Passage provided

# News-Project
#### Paul Wecker

## 1. Getting data
- collected data from freitag.de, a german, left-oriented newspaper
- for gathering data, I initially used [`newspaper3k`](https://newspaper.readthedocs.io/en/latest/)
    - Problem: article-texts were not fetched properly
    - [`newspaper4k`](https://www.reddit.com/r/Python/comments/1bmtdy0/i_forked_newspaper3k_fixed_bugs_and_improved_its/?tl=de) also did not work
    - Workaround: use `article_url` fetched from `newspaper4k`, then use `BeautifulSoup` to access `div` with text
- found access to paywall content!
- collected data on 9 days

![title](paywall_content.png)

## 2. Dataset
Article Data collected comprises:
- URL (`newspaper4k`)
- Title(`newspaper4k`)
- Author(s) (`newspaper4k`)
- Text (`BeautifulSoup` free-part and paywall part put together) 
- Date (`BeautifulSoup` or inferred)
- Paywall (boolean) (`BeautifulSoup`)

- 311 articles
- 185 authors (combination of authors)
- character-mean of texts: 6.8k
- 171 paywall articles vs 140 free articles

## 3. Helper functions for getting data:

In [1]:
from bs4 import BeautifulSoup
from newspaper import Article
import datetime

def get_current_date():
    today = datetime.date.today()
    # Format the current date as DD MM YYYY
    return today.strftime('%d_%m_%Y')

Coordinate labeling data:
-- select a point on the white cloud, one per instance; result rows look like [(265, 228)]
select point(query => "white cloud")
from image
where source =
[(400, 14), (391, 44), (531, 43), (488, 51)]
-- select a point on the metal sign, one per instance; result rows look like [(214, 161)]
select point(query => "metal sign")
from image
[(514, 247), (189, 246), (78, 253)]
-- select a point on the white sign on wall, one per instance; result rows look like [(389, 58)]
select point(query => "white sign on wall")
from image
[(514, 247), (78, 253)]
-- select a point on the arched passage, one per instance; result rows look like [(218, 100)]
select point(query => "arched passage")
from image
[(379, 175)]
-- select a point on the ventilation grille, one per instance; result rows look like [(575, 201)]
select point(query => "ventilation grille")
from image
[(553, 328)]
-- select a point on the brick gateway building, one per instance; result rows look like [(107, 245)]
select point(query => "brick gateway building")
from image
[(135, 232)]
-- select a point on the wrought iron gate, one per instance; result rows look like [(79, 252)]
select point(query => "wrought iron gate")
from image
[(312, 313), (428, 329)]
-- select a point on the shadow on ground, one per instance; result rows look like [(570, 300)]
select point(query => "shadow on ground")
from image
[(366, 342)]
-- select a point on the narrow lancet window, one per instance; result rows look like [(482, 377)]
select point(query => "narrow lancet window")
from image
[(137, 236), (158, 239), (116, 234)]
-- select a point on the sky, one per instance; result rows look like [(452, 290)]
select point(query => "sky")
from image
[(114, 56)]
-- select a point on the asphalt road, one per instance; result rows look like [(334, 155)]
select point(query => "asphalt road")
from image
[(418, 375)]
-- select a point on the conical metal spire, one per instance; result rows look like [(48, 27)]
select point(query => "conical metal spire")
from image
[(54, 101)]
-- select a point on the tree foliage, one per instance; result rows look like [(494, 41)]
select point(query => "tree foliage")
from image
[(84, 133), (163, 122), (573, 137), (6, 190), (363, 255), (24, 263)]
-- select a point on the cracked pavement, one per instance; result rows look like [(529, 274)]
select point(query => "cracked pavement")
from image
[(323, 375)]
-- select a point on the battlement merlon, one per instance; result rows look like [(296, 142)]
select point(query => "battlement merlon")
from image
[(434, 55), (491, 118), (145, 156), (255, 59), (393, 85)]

Written problem
Reproduce the entire News-Project write-up word for word, keeping every line and symbol unchanged.

Exercise response
# News-Project
#### Paul Wecker

## 1. Getting data
- collected data from freitag.de, a german, left-oriented newspaper
- for gathering data, I initially used [`newspaper3k`](https://newspaper.readthedocs.io/en/latest/)
    - Problem: article-texts were not fetched properly
    - [`newspaper4k`](https://www.reddit.com/r/Python/comments/1bmtdy0/i_forked_newspaper3k_fixed_bugs_and_improved_its/?tl=de) also did not work
    - Workaround: use `article_url` fetched from `newspaper4k`, then use `BeautifulSoup` to access `div` with text
- found access to paywall content!
- collected data on 9 days

![title](paywall_content.png)

## 2. Dataset
Article Data collected comprises:
- URL (`newspaper4k`)
- Title(`newspaper4k`)
- Author(s) (`newspaper4k`)
- Text (`BeautifulSoup` free-part and paywall part put together) 
- Date (`BeautifulSoup` or inferred)
- Paywall (boolean) (`BeautifulSoup`)

- 311 articles
- 185 authors (combination of authors)
- character-mean of texts: 6.8k
- 171 paywall articles vs 140 free articles

## 3. Helper functions for getting data:

In [1]:
from bs4 import BeautifulSoup
from newspaper import Article
import datetime

def get_current_date():
    today = datetime.date.today()
    # Format the current date as DD MM YYYY
    return today.strftime('%d_%m_%Y')